*** Block opens ***

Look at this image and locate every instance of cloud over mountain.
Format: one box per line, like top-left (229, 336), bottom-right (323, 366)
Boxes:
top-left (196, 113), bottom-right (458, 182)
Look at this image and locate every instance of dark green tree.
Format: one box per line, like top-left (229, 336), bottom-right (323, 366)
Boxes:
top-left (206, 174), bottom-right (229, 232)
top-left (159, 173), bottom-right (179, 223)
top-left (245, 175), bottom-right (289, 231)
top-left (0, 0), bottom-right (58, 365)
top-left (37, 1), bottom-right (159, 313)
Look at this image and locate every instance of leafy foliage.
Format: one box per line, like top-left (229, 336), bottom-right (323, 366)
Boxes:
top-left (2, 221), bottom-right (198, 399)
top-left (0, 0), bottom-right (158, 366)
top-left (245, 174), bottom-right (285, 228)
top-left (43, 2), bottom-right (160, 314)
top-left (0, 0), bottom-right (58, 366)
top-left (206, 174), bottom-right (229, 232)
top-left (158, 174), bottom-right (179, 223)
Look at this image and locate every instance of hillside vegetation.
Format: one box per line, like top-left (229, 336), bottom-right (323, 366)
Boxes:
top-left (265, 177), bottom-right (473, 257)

*** Block closes ***
*** Block opens ***

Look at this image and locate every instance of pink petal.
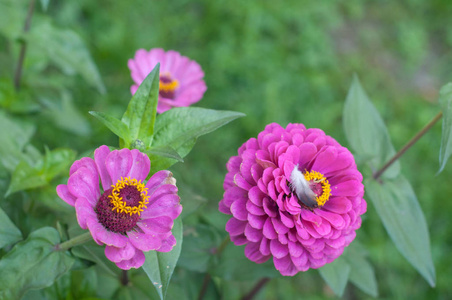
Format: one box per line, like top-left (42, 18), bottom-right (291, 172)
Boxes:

*** Block closes ***
*** Block opens ***

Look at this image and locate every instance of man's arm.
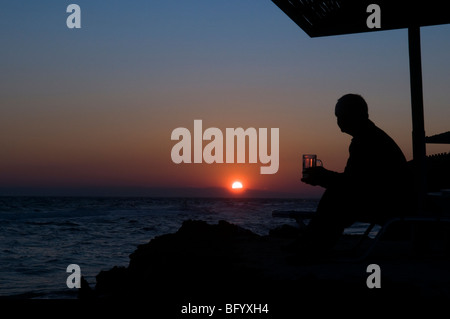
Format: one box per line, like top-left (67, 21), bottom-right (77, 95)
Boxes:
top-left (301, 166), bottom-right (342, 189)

*** Block closes ***

:: Exercise aim ::
The response must hold only the lines above from the line with "Look at this image and locate every instance of cloud" through the line with "Look at this image and locate every instance of dark", each copied exactly, both ends kept.

:: Output for this exercise ::
Look at this image and locate every instance of cloud over mountain.
Format: one box per line, like top-left (229, 336), bottom-right (323, 366)
Boxes:
top-left (196, 113), bottom-right (458, 182)
Look at this image and locate every instance of dark green tree.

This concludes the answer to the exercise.